Images do not belong in the copy. Retype all the entries below exactly.

-- start DATA LISTING --

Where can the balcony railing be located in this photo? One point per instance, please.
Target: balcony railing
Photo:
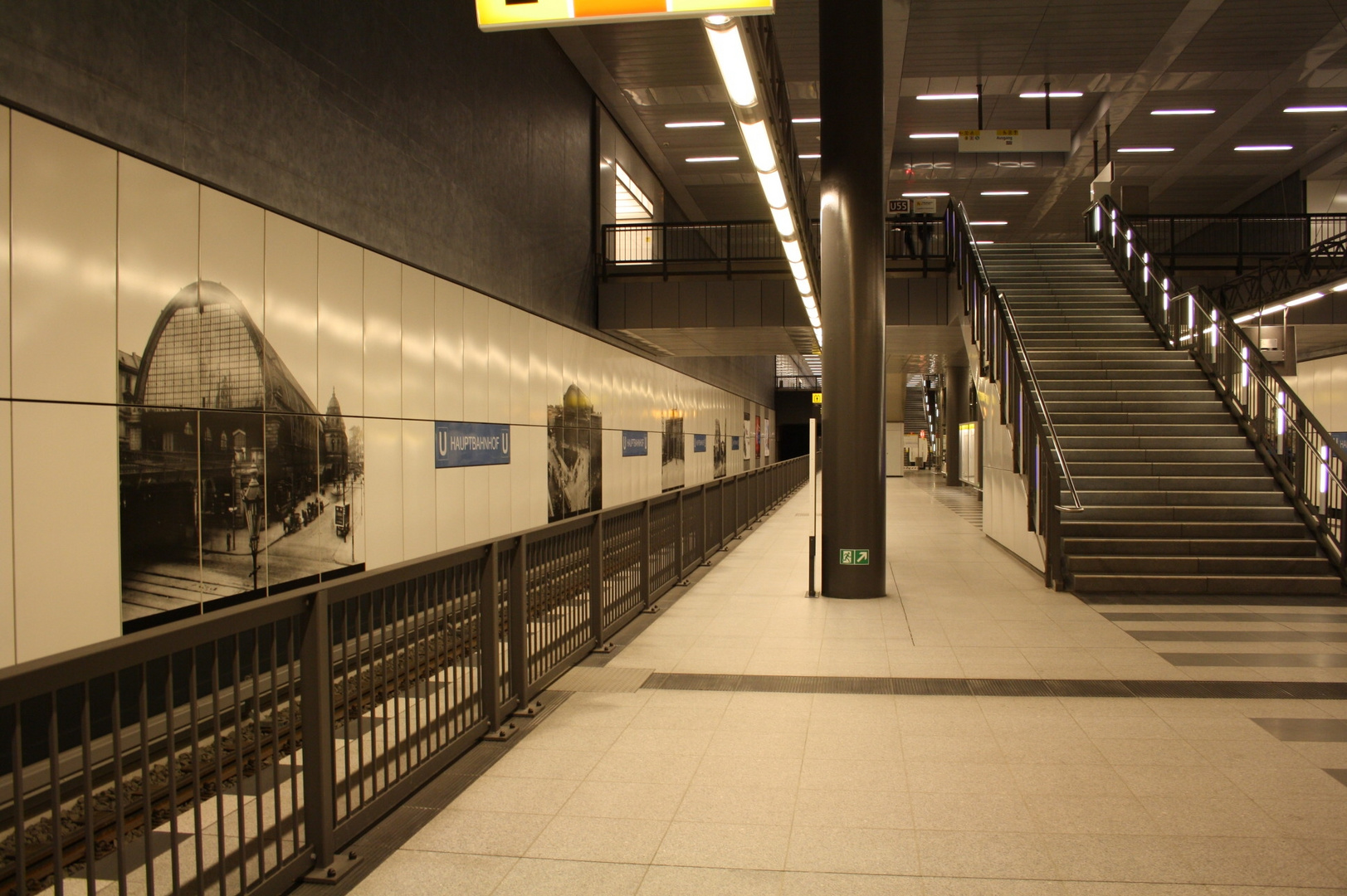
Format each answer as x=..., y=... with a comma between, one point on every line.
x=729, y=248
x=242, y=751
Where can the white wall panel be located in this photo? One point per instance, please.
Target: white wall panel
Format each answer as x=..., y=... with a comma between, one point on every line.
x=419, y=507
x=383, y=492
x=449, y=353
x=383, y=336
x=232, y=250
x=290, y=302
x=497, y=363
x=476, y=351
x=449, y=509
x=157, y=248
x=519, y=365
x=66, y=574
x=64, y=276
x=417, y=345
x=7, y=609
x=341, y=325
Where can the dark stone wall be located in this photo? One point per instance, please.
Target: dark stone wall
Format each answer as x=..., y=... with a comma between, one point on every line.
x=391, y=123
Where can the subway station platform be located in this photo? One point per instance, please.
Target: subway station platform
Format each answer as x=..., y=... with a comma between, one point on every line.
x=970, y=733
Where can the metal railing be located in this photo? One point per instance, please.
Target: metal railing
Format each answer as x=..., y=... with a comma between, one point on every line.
x=239, y=752
x=748, y=247
x=1232, y=241
x=1035, y=446
x=1306, y=460
x=1314, y=267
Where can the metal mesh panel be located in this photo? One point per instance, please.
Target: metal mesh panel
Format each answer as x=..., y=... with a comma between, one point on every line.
x=622, y=565
x=557, y=598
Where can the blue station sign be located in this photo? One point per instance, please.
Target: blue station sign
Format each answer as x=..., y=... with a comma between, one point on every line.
x=636, y=442
x=471, y=444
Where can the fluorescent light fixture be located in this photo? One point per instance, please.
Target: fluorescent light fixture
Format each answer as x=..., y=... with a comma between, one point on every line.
x=1304, y=298
x=728, y=47
x=774, y=190
x=760, y=146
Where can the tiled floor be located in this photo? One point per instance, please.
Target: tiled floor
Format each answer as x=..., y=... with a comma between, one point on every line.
x=702, y=792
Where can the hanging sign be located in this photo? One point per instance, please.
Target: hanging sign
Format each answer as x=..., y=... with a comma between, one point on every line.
x=503, y=15
x=636, y=442
x=471, y=444
x=1016, y=140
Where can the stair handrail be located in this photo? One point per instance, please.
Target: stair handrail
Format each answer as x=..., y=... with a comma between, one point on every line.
x=1003, y=358
x=1307, y=461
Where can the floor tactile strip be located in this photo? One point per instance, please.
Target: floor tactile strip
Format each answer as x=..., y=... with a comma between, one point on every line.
x=996, y=686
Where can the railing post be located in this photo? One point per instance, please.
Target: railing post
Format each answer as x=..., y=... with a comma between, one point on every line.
x=488, y=636
x=315, y=690
x=518, y=608
x=646, y=554
x=597, y=581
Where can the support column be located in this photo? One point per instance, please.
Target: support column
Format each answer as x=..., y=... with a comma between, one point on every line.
x=854, y=168
x=955, y=408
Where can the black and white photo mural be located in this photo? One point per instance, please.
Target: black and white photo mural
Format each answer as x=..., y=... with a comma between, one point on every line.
x=672, y=453
x=718, y=451
x=574, y=455
x=232, y=481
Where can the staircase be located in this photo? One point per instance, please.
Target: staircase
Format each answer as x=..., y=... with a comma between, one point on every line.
x=1176, y=500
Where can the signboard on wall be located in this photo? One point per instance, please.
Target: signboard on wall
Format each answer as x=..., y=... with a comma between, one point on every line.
x=471, y=444
x=505, y=15
x=636, y=442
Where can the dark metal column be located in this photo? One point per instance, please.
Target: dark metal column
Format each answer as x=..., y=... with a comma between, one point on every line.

-- end DATA LISTING --

#### TASK RESPONSE:
Where can the balcony railing be located in this photo? One point per instance, please.
Target: balcony railing
Photo:
Format each answer as x=..., y=... with a comma between, one point on every line.
x=729, y=248
x=242, y=751
Where can the white wall panel be located in this photo? One point per instance, please.
Target: white wall panel
Format each answer as x=..., y=... with a comma between, one point on every line.
x=419, y=507
x=383, y=492
x=449, y=353
x=383, y=336
x=232, y=250
x=290, y=302
x=497, y=363
x=476, y=351
x=449, y=509
x=157, y=248
x=519, y=365
x=66, y=574
x=64, y=276
x=417, y=345
x=7, y=609
x=341, y=325
Where can the dark stone wall be located in this photo? One point per instance, please.
Target: dark stone wall
Format each answer as x=..., y=... with a comma between, one point on every line.
x=391, y=123
Where can the subway station platform be located in this photo? One point per instance, please.
Target: subway station platform
Format each answer as x=..., y=... with a comma between, one point on every line.
x=970, y=733
Where can the metal railing be located in this photo? One point per instance, please.
Target: metal railing
Format each answer as x=..., y=... with a comma between, one point on every line.
x=239, y=752
x=748, y=247
x=1232, y=241
x=1035, y=446
x=1306, y=460
x=1314, y=267
Where can the metal mesh panel be located in this photo? One point per instance, please.
Target: metal mesh panel
Format each answer as x=..., y=... with a comma between, one point on every line.
x=622, y=565
x=557, y=598
Where can the blue station sign be located in this photo? One point per instance, please.
Target: blue station sign
Format each answer as x=..., y=... with a comma between, one point on every line.
x=636, y=442
x=471, y=444
Where can the fluorescent light fixture be located in this photo? One point per instance, please.
Target: fluorescent light fixture
Format each answer as x=..., y=... with a comma between, one point on every line.
x=1304, y=298
x=728, y=47
x=774, y=190
x=760, y=146
Where can the tiled floor be located in this photo? One point per instance, please.
Target: tiled floor
Format each answer as x=..., y=... with a comma between, one point on every line.
x=702, y=792
Where can the hanging sign be located in this photo? One point per instance, please.
Target: hanging sign
Format each answer as x=..., y=... with a comma between, one point on every line.
x=503, y=15
x=636, y=442
x=471, y=444
x=1016, y=140
Where can the stair handrail be located in this photo? One point per instance, please.
Target: stair handrail
Format each answer as x=..., y=... with a comma between, one point on every line.
x=1003, y=358
x=1307, y=461
Where can the floor tactile strip be located in this photo? One point per instance, please.
Target: floor tactile strip
Format each answer as x=..., y=... with a comma between, one point on every line.
x=996, y=686
Where can the railing post be located in this photo? One point per instance, please.
Target: railing post
Format each answer as x=..., y=... with a comma between, one point on every line.
x=488, y=636
x=315, y=690
x=518, y=608
x=646, y=554
x=597, y=581
Where can the support column be located in this photo? One point per instance, please.
Target: support column
Format each answer as x=..., y=... with a comma between, one point on every line.
x=854, y=168
x=955, y=408
Where can the black and white photo mural be located in this photo? One point per instance, please.
Target: black and white photo mural
Format each answer as x=..., y=... with a comma between, one point on every line.
x=672, y=453
x=718, y=451
x=574, y=455
x=232, y=481
Where can the staircase be located in this photo? One point per instance, please.
Target: staircase
Format each answer as x=..., y=... with a comma between, one point on every line.
x=1176, y=500
Where can the signboard on wall be located in this photo? One point per instance, please.
Target: signboard on wall
Format each answer as x=..., y=... with a comma between, one point on every line.
x=471, y=444
x=505, y=15
x=636, y=442
Where can the dark metal column be located in this photo? One point per instance, please.
Target: dark metal column
Format each answer as x=..., y=... with a comma between, one point on every line.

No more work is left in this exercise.